* Supplied text:
For the Hyperion Project, LLNL has teamed with Supermicro and nine other computing industry leaders to accelerate the development of powerful next-generation Linux clusters by developing an advanced technology cluster testbed. The goal of the project is to provide a development, testing and scaling environment for new cluster technologies and infrastructure critical to the mission requirements of the National Nuclear Security Administration (NNSA)'s Advanced Simulation and Computing program.
"Hyperion represents a new way of doing business. Collectively we are building a system none of us could have built individually," said Mark Seager, LLNL project leader. "The project will advance the state-of-the-art in a cost-effective manner, benefiting both end users, such as the national labs, and the computing industry, which can expand the market with proven, easy to deploy large and small-scale Linux clusters."
Hyperion is critical to the industry's ability to make petaFLOP/s (quadrillion floating operation per second) computing and storage more accessible for commerce, industry and Research and Development. In addition, Hyperion will help lay the foundation for future petascale ASC computing platforms by facilitating the development of processors, memory, networks, storage and visualization.

* Work instruction: In the passage on the Hyperion Project, who is named as the LLNL project leader? The data that follow were taken from a separate source.

* Records from a data source:
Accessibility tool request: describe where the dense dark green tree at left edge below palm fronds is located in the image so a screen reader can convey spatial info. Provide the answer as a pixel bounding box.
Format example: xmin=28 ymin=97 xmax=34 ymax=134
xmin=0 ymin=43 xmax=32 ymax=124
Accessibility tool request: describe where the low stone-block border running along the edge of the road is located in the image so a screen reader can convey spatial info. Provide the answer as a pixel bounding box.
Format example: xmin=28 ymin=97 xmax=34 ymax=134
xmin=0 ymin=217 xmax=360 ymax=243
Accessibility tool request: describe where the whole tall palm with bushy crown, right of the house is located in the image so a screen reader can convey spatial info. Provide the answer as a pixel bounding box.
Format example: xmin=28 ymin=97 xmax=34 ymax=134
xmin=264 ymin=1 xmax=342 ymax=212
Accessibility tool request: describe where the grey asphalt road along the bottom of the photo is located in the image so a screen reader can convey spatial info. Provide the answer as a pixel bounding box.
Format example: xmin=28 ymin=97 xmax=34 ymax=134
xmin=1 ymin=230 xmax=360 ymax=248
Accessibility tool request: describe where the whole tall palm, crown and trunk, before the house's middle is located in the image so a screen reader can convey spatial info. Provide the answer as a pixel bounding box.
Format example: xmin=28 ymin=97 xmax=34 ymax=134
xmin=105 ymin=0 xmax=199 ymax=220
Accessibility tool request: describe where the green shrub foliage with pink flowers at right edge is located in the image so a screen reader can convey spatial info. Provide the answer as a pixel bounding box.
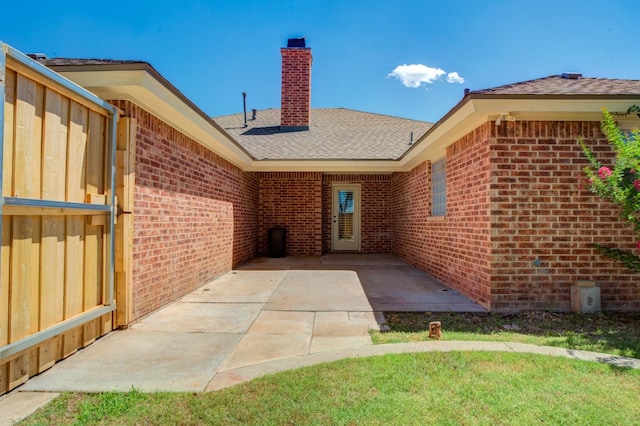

* Result for this exercise: Mark Seager